Hey Flea, if an old 63 yr old geezer like me can bring them up out of 360' of water it should be a snap for you kids. At my age EVERYTHING is slow and steady.


----------



## Big Rad (May 19, 2003)

*Nick you said it*

Sharp hooks and a slow steady retrieve. I think I still have some of the 1lb weights. Six sided flatties that bring back memories of fishing with my dad:redface: I remember my teenage exhuberance that had me cranking like a mad man and getting halfway up and needing a rest. I looked over at my dad and his buddy trying to hold in their laughter. I stuck with it though and adopted the slow and steady. That was fishing with a big ole black Penn conventional with a rod with the rollers on it. I still have it I'll post a pic of it..........


----------



## Talapia (Apr 27, 2003)

- Written instruction: In the fishing thread, what weights does Big Rad say he may still have? The data after the fishing thread plays no part here.

- Data lines:
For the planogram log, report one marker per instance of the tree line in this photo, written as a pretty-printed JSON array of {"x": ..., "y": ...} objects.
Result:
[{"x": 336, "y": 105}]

- Output for this task: Some of the 1lb weights, six-sided flatties.